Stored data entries
-*-*-

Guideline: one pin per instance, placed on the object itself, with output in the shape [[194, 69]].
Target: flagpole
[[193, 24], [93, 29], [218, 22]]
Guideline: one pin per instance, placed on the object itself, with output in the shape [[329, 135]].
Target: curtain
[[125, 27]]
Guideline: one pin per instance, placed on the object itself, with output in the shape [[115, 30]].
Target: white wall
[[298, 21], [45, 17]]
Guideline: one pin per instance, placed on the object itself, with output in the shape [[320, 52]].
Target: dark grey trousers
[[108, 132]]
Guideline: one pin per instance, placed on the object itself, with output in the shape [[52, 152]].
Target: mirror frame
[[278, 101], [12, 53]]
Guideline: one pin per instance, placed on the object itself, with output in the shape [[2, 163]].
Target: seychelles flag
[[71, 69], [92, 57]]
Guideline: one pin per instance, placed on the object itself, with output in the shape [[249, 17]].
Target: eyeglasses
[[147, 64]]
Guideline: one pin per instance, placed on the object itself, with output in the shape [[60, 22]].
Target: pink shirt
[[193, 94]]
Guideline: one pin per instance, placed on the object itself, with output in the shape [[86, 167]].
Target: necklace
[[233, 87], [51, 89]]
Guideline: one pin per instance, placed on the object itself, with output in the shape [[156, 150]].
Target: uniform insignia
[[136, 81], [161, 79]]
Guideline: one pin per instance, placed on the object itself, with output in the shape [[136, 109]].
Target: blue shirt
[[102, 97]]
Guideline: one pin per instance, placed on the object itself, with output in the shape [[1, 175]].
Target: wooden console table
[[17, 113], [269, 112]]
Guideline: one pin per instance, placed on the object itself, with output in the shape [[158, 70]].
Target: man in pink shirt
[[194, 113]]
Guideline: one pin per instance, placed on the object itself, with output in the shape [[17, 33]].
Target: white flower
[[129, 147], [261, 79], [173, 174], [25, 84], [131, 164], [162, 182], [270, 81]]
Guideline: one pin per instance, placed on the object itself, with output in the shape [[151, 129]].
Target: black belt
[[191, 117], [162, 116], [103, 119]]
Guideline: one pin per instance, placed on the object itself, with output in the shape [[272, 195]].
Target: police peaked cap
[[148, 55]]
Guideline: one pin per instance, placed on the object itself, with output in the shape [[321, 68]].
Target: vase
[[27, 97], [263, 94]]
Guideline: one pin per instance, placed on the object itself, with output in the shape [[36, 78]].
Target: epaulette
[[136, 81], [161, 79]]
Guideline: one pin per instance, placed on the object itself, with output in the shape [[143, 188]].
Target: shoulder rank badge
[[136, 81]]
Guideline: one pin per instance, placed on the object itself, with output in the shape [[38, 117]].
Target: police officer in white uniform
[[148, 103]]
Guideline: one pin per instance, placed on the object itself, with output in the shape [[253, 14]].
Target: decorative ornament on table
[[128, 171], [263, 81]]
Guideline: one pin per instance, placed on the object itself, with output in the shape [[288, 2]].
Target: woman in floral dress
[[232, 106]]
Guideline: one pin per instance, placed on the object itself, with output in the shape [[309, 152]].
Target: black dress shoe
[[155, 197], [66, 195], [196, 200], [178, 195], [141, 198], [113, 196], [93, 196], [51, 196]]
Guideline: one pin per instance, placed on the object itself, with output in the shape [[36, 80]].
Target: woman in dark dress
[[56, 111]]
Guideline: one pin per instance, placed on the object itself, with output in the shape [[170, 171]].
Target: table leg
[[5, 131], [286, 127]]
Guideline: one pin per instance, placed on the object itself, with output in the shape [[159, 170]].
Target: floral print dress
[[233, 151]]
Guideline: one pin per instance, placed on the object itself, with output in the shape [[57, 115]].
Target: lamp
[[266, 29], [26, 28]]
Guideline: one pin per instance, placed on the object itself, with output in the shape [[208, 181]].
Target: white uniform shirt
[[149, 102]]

-*-*-

• The problem
Set down again, word for word, the stretch of records from the line with "shape [[36, 80]]." to the line with "shape [[159, 170]].", both of those lines included.

• Exercise solution
Guideline: one pin per instance, placed on the object itself, with output in the shape [[36, 80]].
Target: woman in dark dress
[[56, 111]]
Guideline: one pin per instance, placed on the object itself, with output in the shape [[170, 171]].
Target: table leg
[[5, 131], [286, 127]]
Guideline: one pin per instance, placed on the object itself, with output in the shape [[159, 170]].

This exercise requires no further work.